__Request__
From the items below, select and copy every line that contains the word "fascia".

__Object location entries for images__
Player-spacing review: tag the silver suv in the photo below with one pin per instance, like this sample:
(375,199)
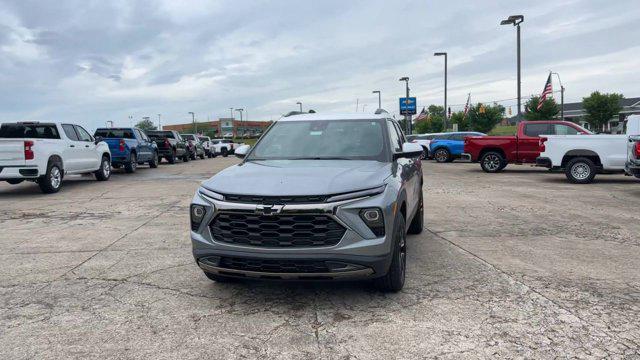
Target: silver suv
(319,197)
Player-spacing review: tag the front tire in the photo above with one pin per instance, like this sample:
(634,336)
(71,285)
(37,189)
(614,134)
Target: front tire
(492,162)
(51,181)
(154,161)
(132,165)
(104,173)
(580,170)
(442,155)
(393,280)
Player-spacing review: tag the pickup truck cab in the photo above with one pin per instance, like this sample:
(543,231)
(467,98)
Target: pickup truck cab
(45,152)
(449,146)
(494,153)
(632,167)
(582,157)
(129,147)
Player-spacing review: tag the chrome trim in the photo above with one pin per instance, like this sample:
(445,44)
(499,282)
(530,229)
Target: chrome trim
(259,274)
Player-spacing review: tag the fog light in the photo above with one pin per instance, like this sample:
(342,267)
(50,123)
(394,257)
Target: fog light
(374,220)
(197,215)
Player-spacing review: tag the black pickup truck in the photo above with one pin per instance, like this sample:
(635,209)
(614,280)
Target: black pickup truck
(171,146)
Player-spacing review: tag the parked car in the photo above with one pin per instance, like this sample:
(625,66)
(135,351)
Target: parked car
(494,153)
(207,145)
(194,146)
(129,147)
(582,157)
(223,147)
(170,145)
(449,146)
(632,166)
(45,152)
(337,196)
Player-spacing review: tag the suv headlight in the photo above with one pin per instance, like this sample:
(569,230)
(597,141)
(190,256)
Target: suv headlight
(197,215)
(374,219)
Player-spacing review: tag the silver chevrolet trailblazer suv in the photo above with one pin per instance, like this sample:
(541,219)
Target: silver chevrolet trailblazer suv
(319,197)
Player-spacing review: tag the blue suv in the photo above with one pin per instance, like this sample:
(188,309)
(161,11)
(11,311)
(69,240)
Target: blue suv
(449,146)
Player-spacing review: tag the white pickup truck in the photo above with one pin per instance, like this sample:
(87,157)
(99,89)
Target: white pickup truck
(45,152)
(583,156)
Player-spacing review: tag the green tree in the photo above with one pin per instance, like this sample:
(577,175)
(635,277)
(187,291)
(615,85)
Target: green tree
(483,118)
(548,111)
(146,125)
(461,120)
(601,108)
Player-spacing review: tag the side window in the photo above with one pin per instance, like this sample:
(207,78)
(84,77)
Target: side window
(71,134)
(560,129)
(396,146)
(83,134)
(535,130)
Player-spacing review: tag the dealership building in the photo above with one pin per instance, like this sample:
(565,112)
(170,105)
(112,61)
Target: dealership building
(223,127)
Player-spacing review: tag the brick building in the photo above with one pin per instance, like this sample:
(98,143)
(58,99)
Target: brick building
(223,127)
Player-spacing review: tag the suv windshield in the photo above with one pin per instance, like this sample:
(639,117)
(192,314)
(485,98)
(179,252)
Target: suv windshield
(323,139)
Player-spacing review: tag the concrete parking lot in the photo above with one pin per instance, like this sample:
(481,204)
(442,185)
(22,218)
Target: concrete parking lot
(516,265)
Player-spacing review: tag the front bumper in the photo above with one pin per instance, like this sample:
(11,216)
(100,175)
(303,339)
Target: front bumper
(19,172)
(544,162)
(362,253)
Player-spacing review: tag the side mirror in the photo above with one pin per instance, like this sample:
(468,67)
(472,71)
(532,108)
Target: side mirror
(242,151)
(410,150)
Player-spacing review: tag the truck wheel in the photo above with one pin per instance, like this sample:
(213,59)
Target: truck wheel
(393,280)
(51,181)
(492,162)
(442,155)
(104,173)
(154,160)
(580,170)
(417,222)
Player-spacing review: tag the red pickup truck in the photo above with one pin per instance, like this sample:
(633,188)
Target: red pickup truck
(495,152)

==

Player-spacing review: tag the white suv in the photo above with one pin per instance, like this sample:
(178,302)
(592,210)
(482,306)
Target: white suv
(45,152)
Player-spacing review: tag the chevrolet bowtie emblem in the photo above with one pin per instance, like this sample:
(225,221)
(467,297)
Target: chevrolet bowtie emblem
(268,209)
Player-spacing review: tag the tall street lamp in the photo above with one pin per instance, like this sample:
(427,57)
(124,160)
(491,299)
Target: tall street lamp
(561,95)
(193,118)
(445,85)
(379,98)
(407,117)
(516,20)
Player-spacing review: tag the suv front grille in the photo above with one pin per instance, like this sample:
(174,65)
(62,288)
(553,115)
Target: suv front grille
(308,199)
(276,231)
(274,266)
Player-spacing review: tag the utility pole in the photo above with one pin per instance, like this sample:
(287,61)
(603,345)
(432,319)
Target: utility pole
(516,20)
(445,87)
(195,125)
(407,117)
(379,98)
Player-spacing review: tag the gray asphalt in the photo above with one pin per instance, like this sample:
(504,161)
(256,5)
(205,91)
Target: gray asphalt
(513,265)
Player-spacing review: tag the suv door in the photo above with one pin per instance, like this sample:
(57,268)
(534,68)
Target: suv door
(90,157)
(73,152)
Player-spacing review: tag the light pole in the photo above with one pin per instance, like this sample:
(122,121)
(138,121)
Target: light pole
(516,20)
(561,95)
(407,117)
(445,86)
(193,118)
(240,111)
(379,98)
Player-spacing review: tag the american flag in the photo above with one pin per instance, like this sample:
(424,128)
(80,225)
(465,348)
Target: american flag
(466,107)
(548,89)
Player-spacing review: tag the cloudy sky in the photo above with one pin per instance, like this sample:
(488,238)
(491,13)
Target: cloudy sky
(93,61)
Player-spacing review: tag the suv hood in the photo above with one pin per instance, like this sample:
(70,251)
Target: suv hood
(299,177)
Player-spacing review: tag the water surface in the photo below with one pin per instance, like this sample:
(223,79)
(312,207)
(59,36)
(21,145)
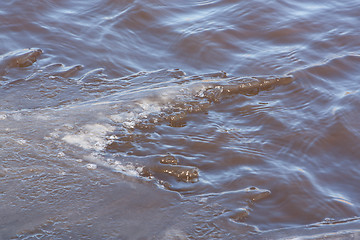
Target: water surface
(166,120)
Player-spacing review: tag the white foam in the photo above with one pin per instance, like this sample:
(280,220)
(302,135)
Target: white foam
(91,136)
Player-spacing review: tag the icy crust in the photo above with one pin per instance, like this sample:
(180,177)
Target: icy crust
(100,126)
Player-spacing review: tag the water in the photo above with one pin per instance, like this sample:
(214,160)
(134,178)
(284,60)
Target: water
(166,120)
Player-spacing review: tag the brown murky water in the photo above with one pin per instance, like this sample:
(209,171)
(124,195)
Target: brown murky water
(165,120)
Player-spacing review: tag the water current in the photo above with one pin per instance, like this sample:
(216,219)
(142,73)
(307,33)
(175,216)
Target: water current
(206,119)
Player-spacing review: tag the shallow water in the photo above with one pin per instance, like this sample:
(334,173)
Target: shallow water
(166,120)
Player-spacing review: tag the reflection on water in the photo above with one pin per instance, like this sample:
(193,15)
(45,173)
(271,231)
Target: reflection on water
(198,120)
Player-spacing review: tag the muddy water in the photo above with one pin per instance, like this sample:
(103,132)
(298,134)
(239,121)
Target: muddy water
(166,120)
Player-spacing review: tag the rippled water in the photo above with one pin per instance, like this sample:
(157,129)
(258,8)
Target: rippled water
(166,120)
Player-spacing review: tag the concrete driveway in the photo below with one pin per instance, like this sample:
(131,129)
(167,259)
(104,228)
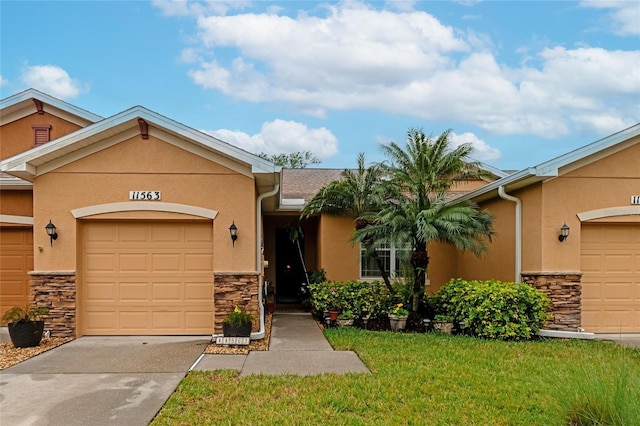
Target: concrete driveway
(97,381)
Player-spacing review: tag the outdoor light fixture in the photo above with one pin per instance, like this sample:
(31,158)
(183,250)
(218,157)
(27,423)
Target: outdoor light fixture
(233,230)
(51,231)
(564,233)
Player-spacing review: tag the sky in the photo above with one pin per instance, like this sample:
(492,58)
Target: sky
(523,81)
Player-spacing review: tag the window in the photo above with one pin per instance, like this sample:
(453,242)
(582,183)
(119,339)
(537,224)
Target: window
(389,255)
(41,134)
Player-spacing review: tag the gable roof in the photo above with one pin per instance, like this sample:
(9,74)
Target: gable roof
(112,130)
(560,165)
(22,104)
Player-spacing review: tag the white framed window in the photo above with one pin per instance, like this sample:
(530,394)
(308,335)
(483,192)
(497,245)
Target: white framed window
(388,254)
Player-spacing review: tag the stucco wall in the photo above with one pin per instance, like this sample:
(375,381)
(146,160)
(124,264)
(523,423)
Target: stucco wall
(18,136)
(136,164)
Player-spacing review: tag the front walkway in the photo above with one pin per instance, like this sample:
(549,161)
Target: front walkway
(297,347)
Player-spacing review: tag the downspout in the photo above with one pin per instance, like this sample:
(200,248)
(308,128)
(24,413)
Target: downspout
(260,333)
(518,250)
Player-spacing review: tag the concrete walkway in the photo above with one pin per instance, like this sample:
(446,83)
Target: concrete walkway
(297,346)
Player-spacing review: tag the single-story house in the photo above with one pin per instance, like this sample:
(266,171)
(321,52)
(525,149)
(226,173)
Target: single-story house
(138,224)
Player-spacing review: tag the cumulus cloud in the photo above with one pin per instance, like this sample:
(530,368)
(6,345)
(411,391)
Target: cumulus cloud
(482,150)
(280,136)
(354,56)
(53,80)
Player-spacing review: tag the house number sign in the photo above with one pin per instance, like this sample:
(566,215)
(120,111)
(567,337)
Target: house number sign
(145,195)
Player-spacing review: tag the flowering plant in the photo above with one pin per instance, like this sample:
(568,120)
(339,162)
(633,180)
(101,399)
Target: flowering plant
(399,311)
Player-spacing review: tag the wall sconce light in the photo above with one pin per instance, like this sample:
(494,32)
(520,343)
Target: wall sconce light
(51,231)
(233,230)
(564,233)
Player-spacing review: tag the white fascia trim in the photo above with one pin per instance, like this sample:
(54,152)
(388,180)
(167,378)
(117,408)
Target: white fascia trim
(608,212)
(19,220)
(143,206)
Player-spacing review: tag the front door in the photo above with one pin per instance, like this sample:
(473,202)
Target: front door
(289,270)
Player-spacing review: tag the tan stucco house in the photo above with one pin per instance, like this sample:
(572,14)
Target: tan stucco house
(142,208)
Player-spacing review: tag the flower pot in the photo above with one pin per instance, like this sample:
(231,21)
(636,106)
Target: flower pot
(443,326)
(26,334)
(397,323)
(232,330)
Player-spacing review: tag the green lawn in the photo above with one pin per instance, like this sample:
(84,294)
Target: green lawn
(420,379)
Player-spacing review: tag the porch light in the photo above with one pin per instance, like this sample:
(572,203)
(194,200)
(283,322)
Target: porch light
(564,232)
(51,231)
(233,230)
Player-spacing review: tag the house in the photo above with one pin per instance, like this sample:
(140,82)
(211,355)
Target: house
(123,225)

__Exercise answer__
Player-spacing review: tag the white fascia trim in the photo above with one pin per instance, like this sample:
Target: white fascia trim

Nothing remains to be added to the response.